THE TASK:
Extract every line below verbatim, and leave the pictures out of your answer.

--- Begin EXERCISE INPUT ---

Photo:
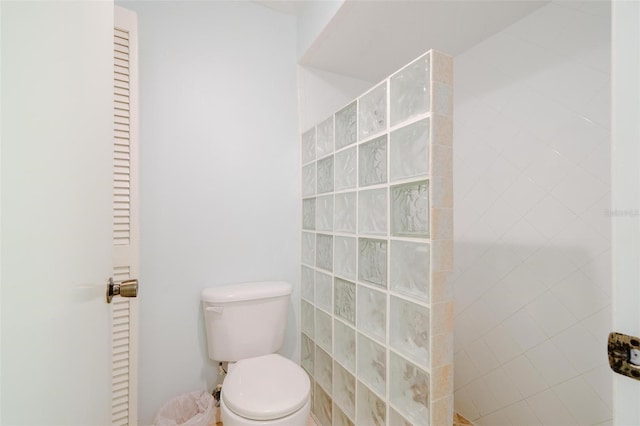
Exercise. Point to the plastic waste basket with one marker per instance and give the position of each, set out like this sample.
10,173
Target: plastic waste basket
191,409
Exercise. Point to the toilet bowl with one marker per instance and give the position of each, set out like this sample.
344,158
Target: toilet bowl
266,390
245,326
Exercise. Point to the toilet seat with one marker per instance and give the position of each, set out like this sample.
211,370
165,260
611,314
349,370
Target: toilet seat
265,388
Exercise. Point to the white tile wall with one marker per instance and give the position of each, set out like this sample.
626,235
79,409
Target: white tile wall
532,241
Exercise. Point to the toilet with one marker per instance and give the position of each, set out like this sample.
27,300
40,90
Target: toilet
245,326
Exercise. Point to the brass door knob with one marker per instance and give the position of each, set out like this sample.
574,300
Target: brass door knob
128,288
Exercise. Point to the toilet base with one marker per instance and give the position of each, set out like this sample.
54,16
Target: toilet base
298,418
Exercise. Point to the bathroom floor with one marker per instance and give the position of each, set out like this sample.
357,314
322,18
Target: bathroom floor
458,420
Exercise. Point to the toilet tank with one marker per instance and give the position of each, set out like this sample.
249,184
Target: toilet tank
245,320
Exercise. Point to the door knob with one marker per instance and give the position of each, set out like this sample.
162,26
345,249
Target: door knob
128,288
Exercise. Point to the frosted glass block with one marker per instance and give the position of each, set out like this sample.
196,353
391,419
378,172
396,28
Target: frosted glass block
410,269
322,406
372,312
308,353
324,137
346,125
308,248
410,209
307,280
345,212
309,213
409,151
340,418
324,252
409,90
307,318
371,410
344,390
409,389
344,345
372,211
372,112
409,332
309,145
396,419
345,300
323,330
323,291
372,261
372,158
324,213
309,180
325,175
345,165
372,364
344,263
324,370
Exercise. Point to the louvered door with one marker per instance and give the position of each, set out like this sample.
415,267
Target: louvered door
125,219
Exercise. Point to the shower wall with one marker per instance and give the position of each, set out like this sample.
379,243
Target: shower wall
532,277
377,206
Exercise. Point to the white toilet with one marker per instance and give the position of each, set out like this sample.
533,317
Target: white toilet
245,326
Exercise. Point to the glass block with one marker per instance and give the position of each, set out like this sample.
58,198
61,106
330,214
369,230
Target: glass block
324,370
372,211
409,151
309,180
307,320
410,209
308,248
324,252
372,112
308,353
371,410
409,389
372,261
372,364
309,145
346,125
344,300
345,212
396,419
345,345
324,213
325,175
309,213
323,291
345,257
307,280
322,405
372,158
345,165
410,269
344,390
372,312
340,418
409,90
323,330
409,333
324,137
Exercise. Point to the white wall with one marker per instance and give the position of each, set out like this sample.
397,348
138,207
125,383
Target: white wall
532,238
321,93
219,177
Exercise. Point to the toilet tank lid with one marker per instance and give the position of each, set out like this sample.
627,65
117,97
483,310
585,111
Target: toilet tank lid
246,291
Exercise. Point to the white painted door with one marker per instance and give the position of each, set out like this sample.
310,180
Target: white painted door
56,212
626,194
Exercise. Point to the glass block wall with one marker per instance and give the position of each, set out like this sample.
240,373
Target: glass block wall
377,252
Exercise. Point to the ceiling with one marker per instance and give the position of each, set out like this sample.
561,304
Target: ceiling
369,40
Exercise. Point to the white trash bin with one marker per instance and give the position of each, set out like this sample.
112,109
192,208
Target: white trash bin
191,409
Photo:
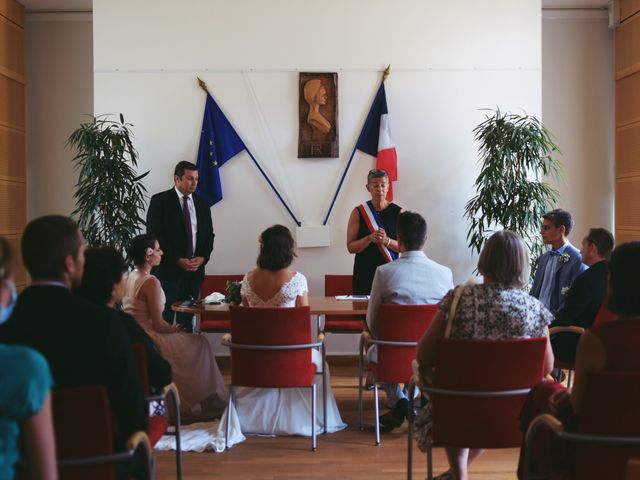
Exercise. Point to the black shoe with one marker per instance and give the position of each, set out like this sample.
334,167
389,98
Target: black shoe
395,417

--- End EXERCISE INPUT ---

REPLY:
Photo:
Exercise. Point to the plastic waste basket with one marker per instance and give the position of each, set out like this sample.
10,173
Target: plastic waste basket
191,409
Exercise. Point to the toilet bowl with one marker per instance and give the position of each, set out like this sample.
344,158
Target: toilet bowl
266,390
245,326
Exercise. Point to the toilet seat with one marker per instance and give the position of each, set out like this sample.
211,370
165,260
611,314
349,370
Target: toilet seat
265,388
Exercise. Point to the white tile wall with one marker per instance and give the position of each, set out like this sample.
626,235
79,409
Target: white tile wall
532,241
Exercise. Point to the toilet with one marker per instance and give the position of each, set out like this sample.
27,300
40,90
Target: toilet
245,326
Exercise. Point to the brass door knob with one marker per instance and give the position of each, set out like this sample.
574,300
Target: brass door knob
128,288
Exercise. Point to the toilet base with one marker per instance and give the position of each, set out like this sample.
54,16
Target: toilet base
298,418
Exercise. Point to the bathroom floor with one marker per instance and give the position of each, set out like this sample.
357,314
322,18
Target: bathroom floor
458,420
Exercise. Point to the toilet tank with one marker per instance and give the position of each, set out like this sample.
249,184
Target: toilet tank
245,320
Exercise. Point to the door knob with one marker per instance and give the position of each, set out like this sample.
162,26
345,249
Target: door knob
128,288
Exercise. Point to the frosted glass block with one marker per instance and give the position of each, set out like this sample.
196,353
391,419
378,172
396,28
Target: frosted glass block
410,269
322,406
372,312
308,353
324,137
346,125
308,248
410,209
307,280
345,212
309,213
409,151
340,418
324,252
409,90
307,318
371,410
344,390
409,389
344,345
372,211
372,112
409,332
309,145
396,419
345,300
323,330
323,291
372,261
372,158
324,213
309,180
325,175
345,165
372,364
344,263
324,370
Exercise. Point to the louvered door with one marker per instance and give the position of each, set out like this sample.
415,267
Target: louvered door
125,219
Exercise. Point to the shower wall with one marker per instance and give the position of each, set out like this sample.
379,243
Target: shower wall
532,277
377,206
Exercise. Point to the white toilet with one marker per instance and give the position of each, set out like this sample.
533,317
Target: white toilet
245,326
Exercise. Point to the glass block with one marker per instance and give the position of each, set out like this sample.
58,198
61,106
330,214
369,230
Target: glass block
324,370
372,211
409,151
309,180
307,320
410,209
308,248
324,252
372,112
308,353
371,410
409,389
372,261
372,364
309,145
346,125
344,300
345,212
396,419
345,345
324,213
325,175
309,213
323,291
345,257
307,280
322,405
372,158
345,165
410,269
344,390
372,312
340,418
409,90
323,330
409,333
324,137
Exercise. Point to the white wall with one marker per instance and give the position of each, set out like this sample.
397,348
138,207
125,383
Target: white wall
532,238
321,93
219,177
Exercise. Point to the toilet tank lid with one marker per instance and give the position of each, set out like this sample.
627,65
117,97
483,310
585,111
Target: toilet tank lid
246,291
Exercise. Point to the white painted door with one marker per instance and give the position of each, set out like this sample.
310,180
Target: white painted door
56,212
626,194
Exercise. Point to the glass block wall with one marker per instance and give the position of each, set out like this sample.
240,373
Target: glass block wall
377,252
Exercise. Point to the ceiling with one marker per instance and give the position of each, set out like this sample.
561,304
Target: ceiling
369,40
Exercise. Point to the white trash bin with one marker per instance and give the position of each, set out like this sample.
112,109
192,208
Target: white trash bin
191,409
Photo:
Exercise. Point to the black shoe with one marker per instance and give the position of each, set out like this sample.
334,167
389,98
Target: black shoe
395,417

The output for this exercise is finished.